**EXERCISE INSTRUCTIONS**
Write out exactly, please, the lines from the one containing "goggles on helmet" to the end of the material.

**RECORDS FOR PROCESSING**

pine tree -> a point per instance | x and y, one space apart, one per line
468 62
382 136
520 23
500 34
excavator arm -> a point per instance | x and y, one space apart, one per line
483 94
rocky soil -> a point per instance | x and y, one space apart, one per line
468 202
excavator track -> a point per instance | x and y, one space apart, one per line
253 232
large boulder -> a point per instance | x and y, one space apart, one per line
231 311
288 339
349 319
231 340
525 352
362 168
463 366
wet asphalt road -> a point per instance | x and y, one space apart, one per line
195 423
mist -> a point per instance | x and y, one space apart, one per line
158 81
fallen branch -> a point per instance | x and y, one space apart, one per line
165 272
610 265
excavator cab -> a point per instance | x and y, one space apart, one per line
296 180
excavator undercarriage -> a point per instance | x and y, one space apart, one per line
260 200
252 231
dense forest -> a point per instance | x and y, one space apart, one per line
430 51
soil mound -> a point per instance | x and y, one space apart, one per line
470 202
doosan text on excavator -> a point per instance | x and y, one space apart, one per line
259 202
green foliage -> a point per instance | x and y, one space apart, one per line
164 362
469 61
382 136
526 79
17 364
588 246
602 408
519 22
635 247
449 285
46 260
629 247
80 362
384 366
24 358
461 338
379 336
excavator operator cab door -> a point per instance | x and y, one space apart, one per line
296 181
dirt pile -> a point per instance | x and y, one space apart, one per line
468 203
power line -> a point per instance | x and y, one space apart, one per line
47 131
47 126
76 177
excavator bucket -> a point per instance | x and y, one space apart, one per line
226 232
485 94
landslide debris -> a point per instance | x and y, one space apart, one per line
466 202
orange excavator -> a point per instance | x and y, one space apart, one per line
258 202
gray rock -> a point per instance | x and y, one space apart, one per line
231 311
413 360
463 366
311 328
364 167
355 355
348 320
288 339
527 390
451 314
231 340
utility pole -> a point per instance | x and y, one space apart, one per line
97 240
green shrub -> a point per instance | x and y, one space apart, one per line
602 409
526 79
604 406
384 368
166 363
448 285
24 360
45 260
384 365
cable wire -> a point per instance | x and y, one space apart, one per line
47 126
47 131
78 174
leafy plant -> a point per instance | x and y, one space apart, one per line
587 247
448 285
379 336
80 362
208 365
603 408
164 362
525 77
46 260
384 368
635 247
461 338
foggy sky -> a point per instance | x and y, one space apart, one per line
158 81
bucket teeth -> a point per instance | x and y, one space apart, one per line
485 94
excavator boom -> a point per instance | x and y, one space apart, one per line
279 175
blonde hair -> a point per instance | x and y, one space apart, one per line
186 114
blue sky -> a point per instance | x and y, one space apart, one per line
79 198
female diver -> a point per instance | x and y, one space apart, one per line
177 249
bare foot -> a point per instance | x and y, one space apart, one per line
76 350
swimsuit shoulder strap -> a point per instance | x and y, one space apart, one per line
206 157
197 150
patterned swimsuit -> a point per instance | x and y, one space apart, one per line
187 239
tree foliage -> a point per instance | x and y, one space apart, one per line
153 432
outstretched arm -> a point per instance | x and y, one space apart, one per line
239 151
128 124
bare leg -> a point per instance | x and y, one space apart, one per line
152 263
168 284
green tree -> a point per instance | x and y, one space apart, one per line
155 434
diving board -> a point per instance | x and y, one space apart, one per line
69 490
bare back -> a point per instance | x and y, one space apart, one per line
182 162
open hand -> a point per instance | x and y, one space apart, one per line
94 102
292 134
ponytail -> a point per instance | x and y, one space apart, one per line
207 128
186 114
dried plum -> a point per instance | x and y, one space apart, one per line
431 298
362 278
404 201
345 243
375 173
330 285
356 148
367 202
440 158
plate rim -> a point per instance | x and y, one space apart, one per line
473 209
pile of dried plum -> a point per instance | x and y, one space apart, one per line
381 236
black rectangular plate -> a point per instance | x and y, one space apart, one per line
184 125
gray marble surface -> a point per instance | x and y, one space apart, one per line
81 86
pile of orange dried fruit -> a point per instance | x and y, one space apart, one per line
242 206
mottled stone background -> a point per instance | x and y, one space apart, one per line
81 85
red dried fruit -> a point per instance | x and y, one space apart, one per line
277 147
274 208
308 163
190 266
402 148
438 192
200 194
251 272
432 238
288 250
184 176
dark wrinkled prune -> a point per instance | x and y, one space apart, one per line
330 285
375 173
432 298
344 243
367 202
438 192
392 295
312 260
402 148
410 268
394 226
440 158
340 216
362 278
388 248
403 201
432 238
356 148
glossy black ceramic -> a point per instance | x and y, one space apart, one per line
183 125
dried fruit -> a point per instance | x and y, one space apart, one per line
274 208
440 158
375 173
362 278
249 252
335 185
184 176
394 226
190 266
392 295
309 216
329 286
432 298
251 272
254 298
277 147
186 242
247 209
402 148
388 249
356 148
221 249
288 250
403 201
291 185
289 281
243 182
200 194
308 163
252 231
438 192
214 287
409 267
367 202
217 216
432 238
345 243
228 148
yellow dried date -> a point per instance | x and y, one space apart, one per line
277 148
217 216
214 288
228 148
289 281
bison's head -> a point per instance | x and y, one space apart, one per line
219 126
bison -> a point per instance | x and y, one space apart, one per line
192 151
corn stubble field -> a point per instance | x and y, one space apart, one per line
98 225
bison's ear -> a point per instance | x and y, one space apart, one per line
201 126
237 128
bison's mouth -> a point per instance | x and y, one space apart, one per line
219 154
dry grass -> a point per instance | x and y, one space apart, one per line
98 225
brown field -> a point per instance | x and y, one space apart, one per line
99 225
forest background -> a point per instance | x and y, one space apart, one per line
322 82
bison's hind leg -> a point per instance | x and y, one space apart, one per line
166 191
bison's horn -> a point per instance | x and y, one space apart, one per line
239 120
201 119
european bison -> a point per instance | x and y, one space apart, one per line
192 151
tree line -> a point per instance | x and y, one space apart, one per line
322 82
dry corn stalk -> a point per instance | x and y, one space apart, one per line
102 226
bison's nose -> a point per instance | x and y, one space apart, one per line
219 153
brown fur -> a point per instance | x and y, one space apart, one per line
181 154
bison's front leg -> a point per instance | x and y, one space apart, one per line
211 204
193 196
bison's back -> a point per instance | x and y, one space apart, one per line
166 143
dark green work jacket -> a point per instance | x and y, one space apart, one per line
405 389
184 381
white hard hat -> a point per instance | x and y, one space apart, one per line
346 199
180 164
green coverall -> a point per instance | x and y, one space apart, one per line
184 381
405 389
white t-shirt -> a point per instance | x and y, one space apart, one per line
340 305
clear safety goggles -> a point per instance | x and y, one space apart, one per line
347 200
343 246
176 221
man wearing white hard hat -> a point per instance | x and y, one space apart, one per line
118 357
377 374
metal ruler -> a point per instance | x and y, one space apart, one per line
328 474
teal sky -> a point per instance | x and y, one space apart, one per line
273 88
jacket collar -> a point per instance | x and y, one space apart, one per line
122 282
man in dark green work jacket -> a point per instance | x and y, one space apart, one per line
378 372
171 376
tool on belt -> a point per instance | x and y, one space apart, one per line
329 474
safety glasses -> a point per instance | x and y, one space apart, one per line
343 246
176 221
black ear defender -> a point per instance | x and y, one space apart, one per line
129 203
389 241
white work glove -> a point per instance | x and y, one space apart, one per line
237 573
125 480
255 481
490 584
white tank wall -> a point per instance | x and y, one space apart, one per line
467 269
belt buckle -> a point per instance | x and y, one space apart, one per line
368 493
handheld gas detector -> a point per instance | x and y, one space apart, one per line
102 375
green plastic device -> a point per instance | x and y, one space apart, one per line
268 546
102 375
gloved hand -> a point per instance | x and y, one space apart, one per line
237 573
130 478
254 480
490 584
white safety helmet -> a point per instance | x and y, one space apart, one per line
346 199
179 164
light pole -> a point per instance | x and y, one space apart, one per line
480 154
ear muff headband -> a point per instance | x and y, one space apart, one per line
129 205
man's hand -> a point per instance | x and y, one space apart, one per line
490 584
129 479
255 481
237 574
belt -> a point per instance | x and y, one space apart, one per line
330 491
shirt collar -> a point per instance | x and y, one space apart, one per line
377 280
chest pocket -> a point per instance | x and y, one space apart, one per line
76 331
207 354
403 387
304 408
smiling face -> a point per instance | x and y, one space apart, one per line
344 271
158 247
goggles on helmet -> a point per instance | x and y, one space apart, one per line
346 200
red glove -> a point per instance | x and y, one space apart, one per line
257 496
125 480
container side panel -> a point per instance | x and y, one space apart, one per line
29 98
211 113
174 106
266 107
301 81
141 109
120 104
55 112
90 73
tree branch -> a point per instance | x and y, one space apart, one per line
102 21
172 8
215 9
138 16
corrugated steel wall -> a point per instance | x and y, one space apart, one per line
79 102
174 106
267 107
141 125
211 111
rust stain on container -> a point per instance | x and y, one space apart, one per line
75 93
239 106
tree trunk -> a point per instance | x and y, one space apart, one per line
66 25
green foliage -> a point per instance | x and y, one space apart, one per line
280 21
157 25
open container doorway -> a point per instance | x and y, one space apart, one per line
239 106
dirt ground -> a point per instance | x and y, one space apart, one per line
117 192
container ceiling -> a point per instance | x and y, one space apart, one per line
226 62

**OUTPUT BELOW**
goggles on helmet -> a point per instance | x and y, one space apart, one per line
346 200
red glove -> a point per instance | x and y, one space apart, one per line
257 496
125 480
container side panel -> a point per instance | x and y, one space apart, one per line
29 98
211 113
174 106
266 107
301 81
141 109
120 104
55 112
90 73
tree branch -> a point per instance | x and y, one space apart, one per line
102 21
172 8
215 9
138 16
corrugated steel wall -> a point per instance | x and y, one space apart, one per line
79 102
174 106
267 107
141 125
211 111
rust stain on container -> a point per instance | x and y, one space apart, one per line
75 93
239 106
tree trunk -> a point per instance | x and y, one space apart, one per line
66 25
green foliage -> a point per instance | x and y, one space apart, one per line
280 21
157 25
open container doorway -> a point per instance | x and y, one space apart, one per line
239 106
dirt ground -> a point per instance | x and y, one space apart, one per line
117 192
container ceiling -> a point per instance | x and y, one space apart, one per line
226 62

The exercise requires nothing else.